EXERCISE REQUIREMENTS -
Reproduce these rows word for word, beginning at the line containing "of the green" and continuing through the line containing "x=517, y=482".

DATA FOR THIS EXERCISE -

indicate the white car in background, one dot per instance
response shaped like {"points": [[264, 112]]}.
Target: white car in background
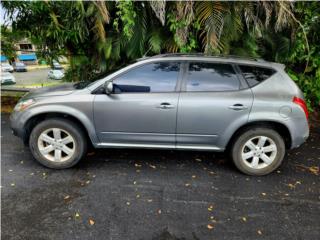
{"points": [[7, 78], [6, 67], [55, 74]]}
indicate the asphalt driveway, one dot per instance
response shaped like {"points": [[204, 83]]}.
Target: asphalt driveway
{"points": [[151, 194]]}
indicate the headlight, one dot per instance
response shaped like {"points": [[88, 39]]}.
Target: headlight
{"points": [[23, 105]]}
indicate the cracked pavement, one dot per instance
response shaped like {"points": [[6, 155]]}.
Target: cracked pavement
{"points": [[159, 195]]}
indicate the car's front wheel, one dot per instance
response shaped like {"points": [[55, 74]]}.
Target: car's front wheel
{"points": [[258, 151], [58, 143]]}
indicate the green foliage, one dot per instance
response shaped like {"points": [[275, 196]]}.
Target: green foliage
{"points": [[8, 38], [125, 13], [98, 37]]}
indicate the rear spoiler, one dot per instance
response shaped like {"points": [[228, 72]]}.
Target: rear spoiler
{"points": [[278, 65]]}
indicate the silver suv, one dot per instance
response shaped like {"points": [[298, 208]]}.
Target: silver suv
{"points": [[173, 101]]}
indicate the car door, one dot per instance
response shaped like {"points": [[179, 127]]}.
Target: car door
{"points": [[143, 108], [212, 103]]}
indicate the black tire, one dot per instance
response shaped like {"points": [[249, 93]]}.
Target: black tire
{"points": [[80, 142], [242, 138]]}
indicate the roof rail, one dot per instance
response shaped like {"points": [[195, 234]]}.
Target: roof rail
{"points": [[202, 55]]}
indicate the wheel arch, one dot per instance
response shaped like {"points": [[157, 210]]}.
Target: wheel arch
{"points": [[281, 128], [38, 117]]}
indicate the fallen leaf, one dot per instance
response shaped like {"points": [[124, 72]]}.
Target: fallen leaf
{"points": [[91, 221], [210, 208], [314, 170], [291, 185], [91, 153], [209, 226]]}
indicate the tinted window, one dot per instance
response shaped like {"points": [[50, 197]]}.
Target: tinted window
{"points": [[211, 77], [153, 77], [254, 75]]}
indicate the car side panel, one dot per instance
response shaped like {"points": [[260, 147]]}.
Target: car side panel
{"points": [[273, 102], [206, 119]]}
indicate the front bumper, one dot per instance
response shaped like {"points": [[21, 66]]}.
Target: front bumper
{"points": [[17, 126]]}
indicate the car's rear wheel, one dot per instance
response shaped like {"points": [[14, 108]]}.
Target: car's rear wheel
{"points": [[58, 143], [258, 151]]}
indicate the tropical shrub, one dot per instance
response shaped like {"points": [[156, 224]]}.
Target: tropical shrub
{"points": [[98, 37]]}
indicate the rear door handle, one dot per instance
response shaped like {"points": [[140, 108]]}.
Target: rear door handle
{"points": [[238, 107], [165, 105]]}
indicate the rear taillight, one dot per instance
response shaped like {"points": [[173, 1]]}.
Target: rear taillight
{"points": [[302, 104]]}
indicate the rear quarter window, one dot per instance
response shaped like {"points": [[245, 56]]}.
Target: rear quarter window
{"points": [[254, 75]]}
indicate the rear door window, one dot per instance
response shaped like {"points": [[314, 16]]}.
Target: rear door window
{"points": [[211, 77], [255, 75], [152, 77]]}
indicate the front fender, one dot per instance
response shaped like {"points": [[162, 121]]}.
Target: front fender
{"points": [[86, 119]]}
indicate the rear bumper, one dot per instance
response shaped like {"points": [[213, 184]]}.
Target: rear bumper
{"points": [[299, 130]]}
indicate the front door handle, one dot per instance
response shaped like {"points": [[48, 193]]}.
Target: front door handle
{"points": [[165, 105], [238, 107]]}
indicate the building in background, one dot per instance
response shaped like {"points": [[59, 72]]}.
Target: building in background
{"points": [[25, 51]]}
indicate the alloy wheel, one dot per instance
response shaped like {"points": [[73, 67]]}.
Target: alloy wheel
{"points": [[259, 152], [56, 144]]}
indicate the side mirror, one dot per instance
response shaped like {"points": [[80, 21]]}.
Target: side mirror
{"points": [[108, 87]]}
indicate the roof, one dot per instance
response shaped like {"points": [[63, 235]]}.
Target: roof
{"points": [[206, 57], [202, 55], [27, 57]]}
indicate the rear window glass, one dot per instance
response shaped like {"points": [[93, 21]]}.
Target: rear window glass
{"points": [[255, 75], [211, 77]]}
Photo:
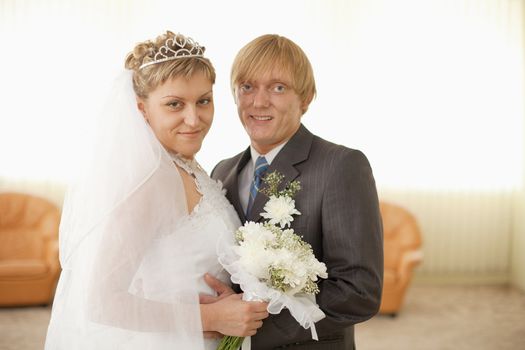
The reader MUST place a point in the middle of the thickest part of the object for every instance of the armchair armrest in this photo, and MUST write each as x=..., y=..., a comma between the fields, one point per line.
x=409, y=260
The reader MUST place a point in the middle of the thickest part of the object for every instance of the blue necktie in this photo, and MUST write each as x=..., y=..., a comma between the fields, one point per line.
x=261, y=165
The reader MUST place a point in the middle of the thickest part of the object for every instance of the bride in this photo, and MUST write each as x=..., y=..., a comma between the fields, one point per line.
x=139, y=229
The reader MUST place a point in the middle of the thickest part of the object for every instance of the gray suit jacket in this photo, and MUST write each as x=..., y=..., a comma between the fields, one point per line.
x=341, y=220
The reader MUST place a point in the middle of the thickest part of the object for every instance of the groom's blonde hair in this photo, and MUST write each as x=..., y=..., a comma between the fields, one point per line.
x=264, y=53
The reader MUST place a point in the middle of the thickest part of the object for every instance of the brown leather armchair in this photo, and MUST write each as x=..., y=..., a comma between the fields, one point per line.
x=402, y=242
x=29, y=265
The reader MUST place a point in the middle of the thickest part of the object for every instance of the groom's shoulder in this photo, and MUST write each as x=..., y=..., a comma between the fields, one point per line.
x=226, y=165
x=332, y=152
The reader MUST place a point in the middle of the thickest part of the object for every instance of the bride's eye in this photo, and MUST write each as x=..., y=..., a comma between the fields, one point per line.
x=205, y=101
x=279, y=88
x=174, y=104
x=245, y=88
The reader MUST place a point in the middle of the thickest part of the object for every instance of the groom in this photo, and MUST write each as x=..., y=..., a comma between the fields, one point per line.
x=273, y=85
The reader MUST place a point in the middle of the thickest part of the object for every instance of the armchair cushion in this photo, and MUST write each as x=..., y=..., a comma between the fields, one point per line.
x=29, y=265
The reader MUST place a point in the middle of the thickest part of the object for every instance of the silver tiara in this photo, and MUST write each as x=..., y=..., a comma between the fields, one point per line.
x=175, y=48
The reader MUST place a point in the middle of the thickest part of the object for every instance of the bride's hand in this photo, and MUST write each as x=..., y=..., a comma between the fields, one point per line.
x=223, y=290
x=212, y=335
x=233, y=316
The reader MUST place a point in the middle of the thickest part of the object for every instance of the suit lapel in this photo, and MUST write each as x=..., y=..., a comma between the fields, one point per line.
x=293, y=153
x=231, y=183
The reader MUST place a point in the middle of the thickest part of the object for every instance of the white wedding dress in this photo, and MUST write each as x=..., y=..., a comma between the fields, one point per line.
x=169, y=273
x=132, y=257
x=213, y=217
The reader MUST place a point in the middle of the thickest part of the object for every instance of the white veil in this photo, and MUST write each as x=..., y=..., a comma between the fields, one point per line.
x=112, y=294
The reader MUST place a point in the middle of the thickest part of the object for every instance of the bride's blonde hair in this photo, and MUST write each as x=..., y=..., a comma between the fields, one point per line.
x=146, y=79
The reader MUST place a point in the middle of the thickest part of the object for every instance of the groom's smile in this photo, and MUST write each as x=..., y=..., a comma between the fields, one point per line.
x=269, y=108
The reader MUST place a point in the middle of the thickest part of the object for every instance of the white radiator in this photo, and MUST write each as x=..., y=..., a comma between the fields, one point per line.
x=464, y=233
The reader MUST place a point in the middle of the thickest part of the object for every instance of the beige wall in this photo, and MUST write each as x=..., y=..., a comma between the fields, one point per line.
x=518, y=241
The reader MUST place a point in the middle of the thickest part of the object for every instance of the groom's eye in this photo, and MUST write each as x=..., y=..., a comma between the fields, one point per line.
x=245, y=87
x=174, y=104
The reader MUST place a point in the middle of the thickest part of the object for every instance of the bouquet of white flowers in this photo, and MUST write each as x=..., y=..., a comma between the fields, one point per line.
x=272, y=263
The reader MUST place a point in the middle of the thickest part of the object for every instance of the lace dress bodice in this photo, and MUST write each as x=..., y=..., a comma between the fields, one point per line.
x=194, y=240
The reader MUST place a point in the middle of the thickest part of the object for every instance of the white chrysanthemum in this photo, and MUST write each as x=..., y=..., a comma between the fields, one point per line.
x=279, y=210
x=252, y=231
x=255, y=259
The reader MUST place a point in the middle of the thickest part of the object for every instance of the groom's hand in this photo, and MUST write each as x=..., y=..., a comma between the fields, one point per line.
x=223, y=290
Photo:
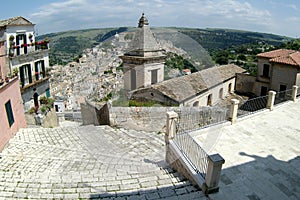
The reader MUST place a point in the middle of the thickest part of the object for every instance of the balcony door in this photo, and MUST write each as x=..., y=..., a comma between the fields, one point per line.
x=21, y=41
x=25, y=75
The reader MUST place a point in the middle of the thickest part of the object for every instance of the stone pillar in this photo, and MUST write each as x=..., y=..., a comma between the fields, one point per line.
x=271, y=100
x=294, y=93
x=233, y=110
x=212, y=177
x=172, y=117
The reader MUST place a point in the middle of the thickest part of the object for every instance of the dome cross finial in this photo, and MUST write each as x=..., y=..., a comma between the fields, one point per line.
x=143, y=21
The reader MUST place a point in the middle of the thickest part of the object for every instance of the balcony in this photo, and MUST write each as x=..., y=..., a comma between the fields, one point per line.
x=34, y=48
x=35, y=84
x=8, y=81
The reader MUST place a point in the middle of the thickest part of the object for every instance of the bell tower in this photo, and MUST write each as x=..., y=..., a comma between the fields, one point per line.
x=143, y=64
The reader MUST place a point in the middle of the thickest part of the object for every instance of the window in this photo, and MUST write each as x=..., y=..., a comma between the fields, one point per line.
x=39, y=68
x=48, y=93
x=221, y=93
x=196, y=104
x=22, y=43
x=9, y=113
x=209, y=100
x=133, y=79
x=25, y=74
x=154, y=76
x=229, y=87
x=282, y=91
x=266, y=69
x=263, y=91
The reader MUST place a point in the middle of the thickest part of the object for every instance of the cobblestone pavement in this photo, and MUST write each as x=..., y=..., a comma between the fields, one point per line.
x=89, y=162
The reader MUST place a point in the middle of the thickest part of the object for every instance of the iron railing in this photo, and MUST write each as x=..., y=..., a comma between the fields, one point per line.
x=70, y=116
x=252, y=105
x=191, y=121
x=193, y=153
x=283, y=96
x=207, y=116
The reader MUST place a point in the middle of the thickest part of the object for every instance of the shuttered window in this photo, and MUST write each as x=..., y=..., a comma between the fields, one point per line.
x=9, y=113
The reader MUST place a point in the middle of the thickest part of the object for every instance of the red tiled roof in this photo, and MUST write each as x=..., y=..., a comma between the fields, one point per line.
x=283, y=56
x=276, y=53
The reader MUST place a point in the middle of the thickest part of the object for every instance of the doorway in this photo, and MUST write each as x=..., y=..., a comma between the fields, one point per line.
x=36, y=100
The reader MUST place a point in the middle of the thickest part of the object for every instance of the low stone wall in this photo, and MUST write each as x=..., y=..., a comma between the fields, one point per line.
x=177, y=161
x=245, y=83
x=94, y=114
x=145, y=118
x=47, y=121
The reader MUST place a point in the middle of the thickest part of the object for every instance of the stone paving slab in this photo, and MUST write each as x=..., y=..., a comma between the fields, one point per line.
x=88, y=162
x=262, y=155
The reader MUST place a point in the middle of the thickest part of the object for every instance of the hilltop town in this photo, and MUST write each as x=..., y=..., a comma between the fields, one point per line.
x=141, y=131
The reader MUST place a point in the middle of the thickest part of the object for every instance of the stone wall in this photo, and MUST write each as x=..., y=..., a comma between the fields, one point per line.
x=49, y=120
x=145, y=118
x=245, y=83
x=178, y=162
x=10, y=92
x=94, y=114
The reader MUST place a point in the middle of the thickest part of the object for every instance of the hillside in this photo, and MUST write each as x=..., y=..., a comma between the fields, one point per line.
x=67, y=46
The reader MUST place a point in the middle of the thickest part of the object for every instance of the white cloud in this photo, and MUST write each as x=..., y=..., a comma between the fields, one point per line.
x=79, y=14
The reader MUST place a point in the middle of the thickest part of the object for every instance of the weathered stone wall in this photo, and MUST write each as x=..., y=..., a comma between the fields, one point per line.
x=177, y=162
x=49, y=120
x=245, y=83
x=94, y=114
x=145, y=118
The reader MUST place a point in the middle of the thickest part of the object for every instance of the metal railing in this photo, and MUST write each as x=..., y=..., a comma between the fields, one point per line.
x=283, y=96
x=70, y=116
x=252, y=105
x=194, y=120
x=193, y=153
x=207, y=116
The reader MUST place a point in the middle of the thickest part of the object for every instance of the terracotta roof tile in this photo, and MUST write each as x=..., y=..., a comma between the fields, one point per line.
x=283, y=56
x=187, y=86
x=276, y=53
x=15, y=21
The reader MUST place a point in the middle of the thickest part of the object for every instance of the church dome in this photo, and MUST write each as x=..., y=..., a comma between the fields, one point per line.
x=143, y=21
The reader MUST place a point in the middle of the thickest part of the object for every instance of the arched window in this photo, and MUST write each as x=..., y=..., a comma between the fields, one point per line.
x=196, y=104
x=209, y=100
x=133, y=79
x=230, y=88
x=221, y=93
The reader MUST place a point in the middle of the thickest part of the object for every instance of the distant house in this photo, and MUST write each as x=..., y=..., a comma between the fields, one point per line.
x=186, y=71
x=12, y=116
x=277, y=70
x=203, y=88
x=21, y=54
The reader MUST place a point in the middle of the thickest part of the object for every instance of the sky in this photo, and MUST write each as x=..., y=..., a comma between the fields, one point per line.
x=281, y=17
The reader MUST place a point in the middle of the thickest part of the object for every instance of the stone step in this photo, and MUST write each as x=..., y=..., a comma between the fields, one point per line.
x=89, y=162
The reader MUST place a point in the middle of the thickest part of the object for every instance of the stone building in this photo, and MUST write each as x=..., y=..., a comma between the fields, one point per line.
x=21, y=54
x=143, y=64
x=277, y=70
x=203, y=88
x=12, y=116
x=143, y=68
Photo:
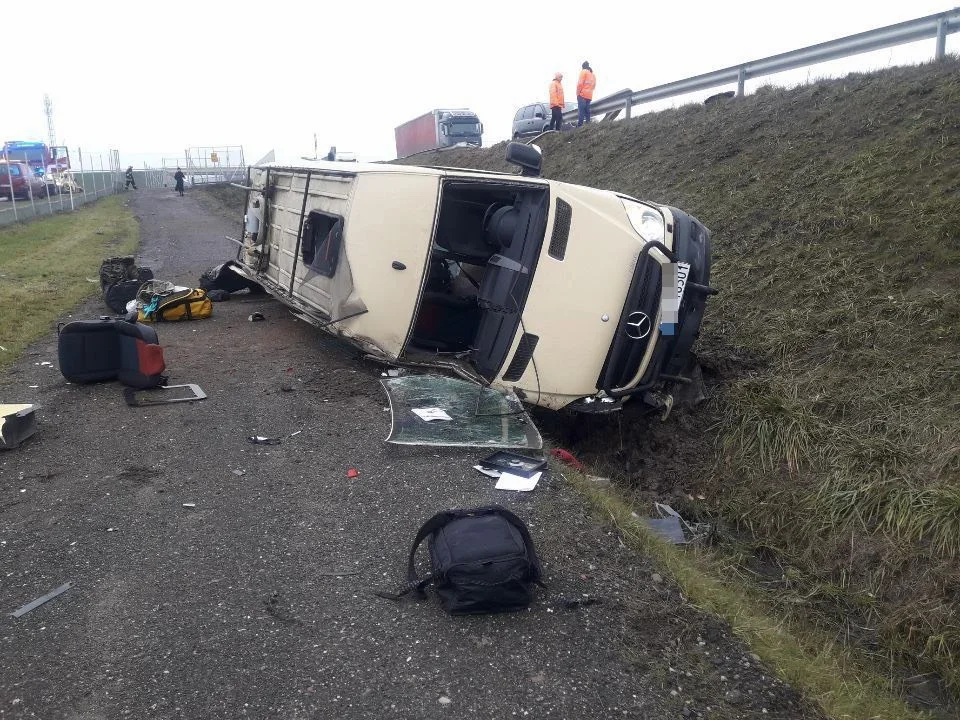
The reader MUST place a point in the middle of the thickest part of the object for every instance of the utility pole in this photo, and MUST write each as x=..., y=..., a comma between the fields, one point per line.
x=48, y=109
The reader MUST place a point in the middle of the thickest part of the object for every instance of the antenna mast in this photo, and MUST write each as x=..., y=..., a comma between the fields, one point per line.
x=48, y=109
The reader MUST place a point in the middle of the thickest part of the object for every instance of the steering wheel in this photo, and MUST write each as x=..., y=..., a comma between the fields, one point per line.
x=487, y=217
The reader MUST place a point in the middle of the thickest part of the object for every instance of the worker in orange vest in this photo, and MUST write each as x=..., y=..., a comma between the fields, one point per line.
x=556, y=102
x=585, y=86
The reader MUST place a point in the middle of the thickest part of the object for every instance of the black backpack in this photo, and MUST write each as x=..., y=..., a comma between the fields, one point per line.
x=482, y=560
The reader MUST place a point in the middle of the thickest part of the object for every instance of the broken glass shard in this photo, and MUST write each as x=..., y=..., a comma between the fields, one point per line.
x=479, y=416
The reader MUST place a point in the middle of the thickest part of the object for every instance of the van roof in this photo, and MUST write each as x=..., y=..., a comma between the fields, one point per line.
x=357, y=168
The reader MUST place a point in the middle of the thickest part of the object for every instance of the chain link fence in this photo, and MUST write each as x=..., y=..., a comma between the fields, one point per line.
x=24, y=195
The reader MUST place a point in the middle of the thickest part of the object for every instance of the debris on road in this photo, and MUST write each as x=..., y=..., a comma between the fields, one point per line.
x=479, y=416
x=494, y=555
x=583, y=601
x=506, y=461
x=673, y=528
x=218, y=295
x=17, y=423
x=161, y=396
x=566, y=457
x=261, y=440
x=224, y=278
x=42, y=599
x=520, y=483
x=431, y=414
x=487, y=471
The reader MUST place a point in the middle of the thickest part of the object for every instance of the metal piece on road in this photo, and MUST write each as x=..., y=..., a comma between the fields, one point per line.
x=41, y=600
x=143, y=398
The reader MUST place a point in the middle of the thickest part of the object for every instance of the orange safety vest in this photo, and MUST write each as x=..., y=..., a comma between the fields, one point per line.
x=556, y=94
x=585, y=84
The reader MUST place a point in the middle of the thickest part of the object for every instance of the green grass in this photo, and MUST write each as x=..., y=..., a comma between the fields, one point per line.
x=845, y=686
x=49, y=266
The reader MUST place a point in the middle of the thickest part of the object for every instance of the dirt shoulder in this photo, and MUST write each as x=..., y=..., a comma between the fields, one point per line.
x=234, y=608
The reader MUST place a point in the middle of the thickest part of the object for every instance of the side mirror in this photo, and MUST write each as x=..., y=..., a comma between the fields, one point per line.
x=527, y=157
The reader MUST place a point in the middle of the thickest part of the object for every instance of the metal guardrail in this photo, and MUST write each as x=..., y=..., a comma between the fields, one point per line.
x=932, y=26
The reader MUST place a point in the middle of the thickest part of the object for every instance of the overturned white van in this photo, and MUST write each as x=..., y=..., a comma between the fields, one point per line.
x=569, y=296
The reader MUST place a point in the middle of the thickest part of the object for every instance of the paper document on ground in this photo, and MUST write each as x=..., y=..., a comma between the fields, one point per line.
x=430, y=414
x=517, y=482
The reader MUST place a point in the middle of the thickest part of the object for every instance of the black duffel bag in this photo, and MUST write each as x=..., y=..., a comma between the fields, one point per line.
x=482, y=560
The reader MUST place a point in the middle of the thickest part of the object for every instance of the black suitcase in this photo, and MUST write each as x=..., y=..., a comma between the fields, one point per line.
x=111, y=349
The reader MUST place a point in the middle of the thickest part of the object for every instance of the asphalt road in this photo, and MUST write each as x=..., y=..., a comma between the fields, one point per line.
x=257, y=601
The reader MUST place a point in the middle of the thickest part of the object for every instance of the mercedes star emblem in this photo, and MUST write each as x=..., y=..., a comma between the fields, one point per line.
x=637, y=326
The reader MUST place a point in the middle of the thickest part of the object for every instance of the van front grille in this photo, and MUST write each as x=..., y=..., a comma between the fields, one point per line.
x=521, y=358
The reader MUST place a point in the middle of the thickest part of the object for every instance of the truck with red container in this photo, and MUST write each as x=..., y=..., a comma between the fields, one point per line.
x=439, y=129
x=49, y=163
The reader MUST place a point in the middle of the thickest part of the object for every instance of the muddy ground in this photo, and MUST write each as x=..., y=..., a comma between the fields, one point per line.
x=258, y=602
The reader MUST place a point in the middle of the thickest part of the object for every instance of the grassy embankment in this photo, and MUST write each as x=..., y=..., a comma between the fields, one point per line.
x=829, y=452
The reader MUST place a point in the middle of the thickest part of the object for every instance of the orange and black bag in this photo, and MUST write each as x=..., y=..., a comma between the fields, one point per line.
x=190, y=304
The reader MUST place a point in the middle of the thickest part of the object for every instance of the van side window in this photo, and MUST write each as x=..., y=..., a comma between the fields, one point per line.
x=320, y=246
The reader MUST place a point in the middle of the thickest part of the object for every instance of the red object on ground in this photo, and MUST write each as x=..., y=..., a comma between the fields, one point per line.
x=564, y=456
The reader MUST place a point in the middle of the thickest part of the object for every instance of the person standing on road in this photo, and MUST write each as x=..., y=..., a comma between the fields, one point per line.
x=556, y=102
x=585, y=85
x=179, y=177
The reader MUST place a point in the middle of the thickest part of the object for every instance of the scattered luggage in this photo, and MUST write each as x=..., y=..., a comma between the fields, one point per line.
x=483, y=561
x=120, y=280
x=186, y=304
x=224, y=277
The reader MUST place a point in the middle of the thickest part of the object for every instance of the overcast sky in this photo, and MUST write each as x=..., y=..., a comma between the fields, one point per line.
x=150, y=79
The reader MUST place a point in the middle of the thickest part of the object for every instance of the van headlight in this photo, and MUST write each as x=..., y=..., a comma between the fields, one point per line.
x=647, y=222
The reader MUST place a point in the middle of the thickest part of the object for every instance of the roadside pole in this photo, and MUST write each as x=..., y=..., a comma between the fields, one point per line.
x=101, y=172
x=33, y=205
x=80, y=155
x=13, y=198
x=46, y=187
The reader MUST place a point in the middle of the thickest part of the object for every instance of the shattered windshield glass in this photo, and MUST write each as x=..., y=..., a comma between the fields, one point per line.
x=435, y=410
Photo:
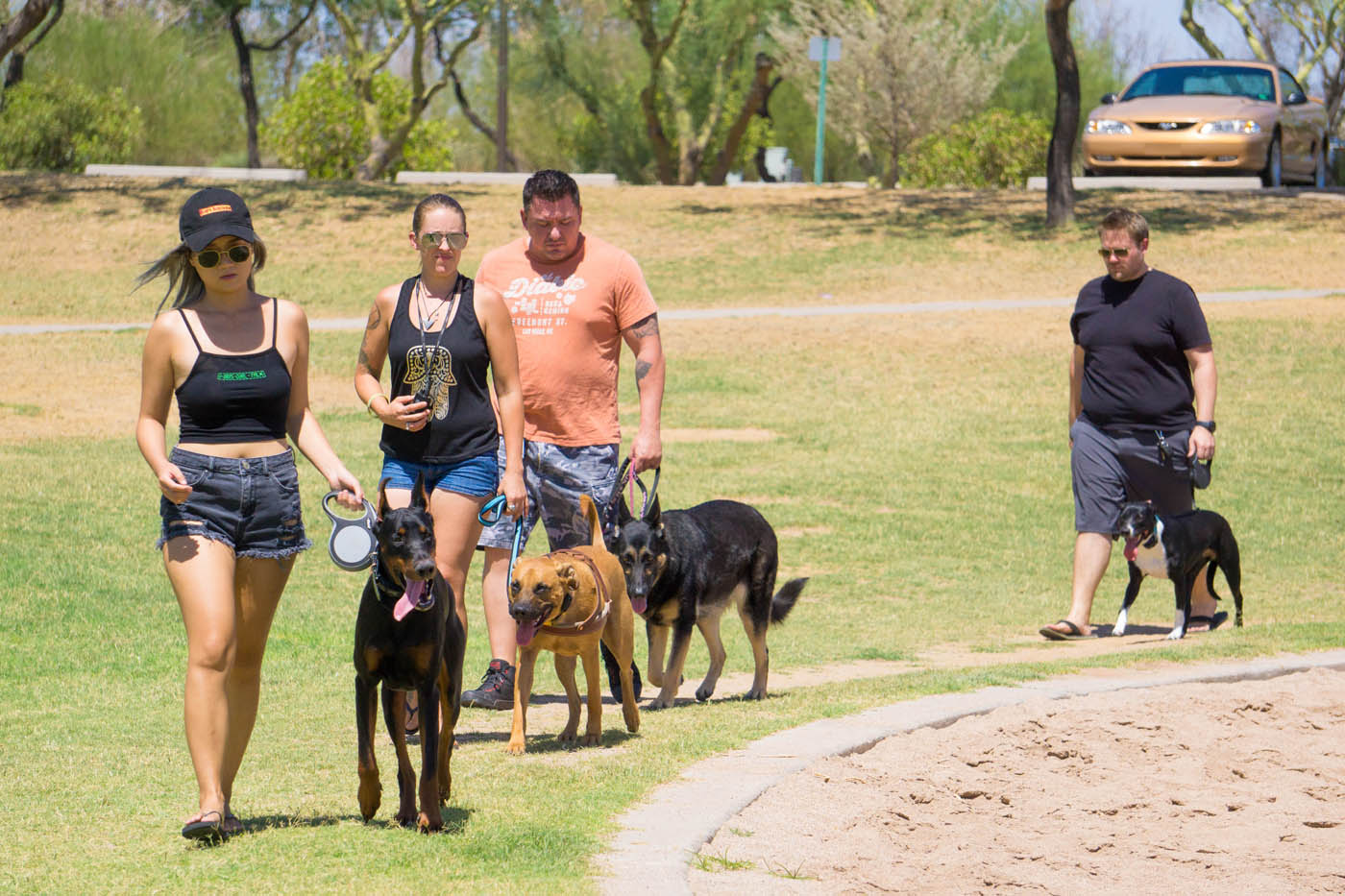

REPLY -
The reader MUST place a point in the middle of the thickest part of the object for every instance of the green grass in this photo, and MUST write each as x=..., y=..., a comma between the fields, one point per line.
x=845, y=686
x=49, y=266
The reader MUST place a point in the middle of the thickest part of the object for every instance of the dirt shoulder in this photo, and MUST write each as x=..., y=..., a comma between the fields, one point per line.
x=234, y=608
The reader MUST place a point in the middle of the thickest part of the object for every instance of the side mirror in this photo, and MUST write each as x=..., y=..., a comma between the fields, one point per line.
x=527, y=157
The reader MUST place a point in the middle of the thickest part of the object for every instance of the metal guardrail in this photo, and MUST write each as x=..., y=..., a comma between the fields, one point per line.
x=932, y=26
The reader MUST place a point in the middle of the thickest part of the object for every instance of the overturned white van in this photo, and MUST write each as x=..., y=..., a comma between the fields, one point per line.
x=569, y=296
The reader MUST place a point in the middle of the thickest part of the object for every instance of the paper document on ground in this photo, and MUST write each as x=..., y=..., a comma between the fields, one point per line.
x=430, y=414
x=517, y=482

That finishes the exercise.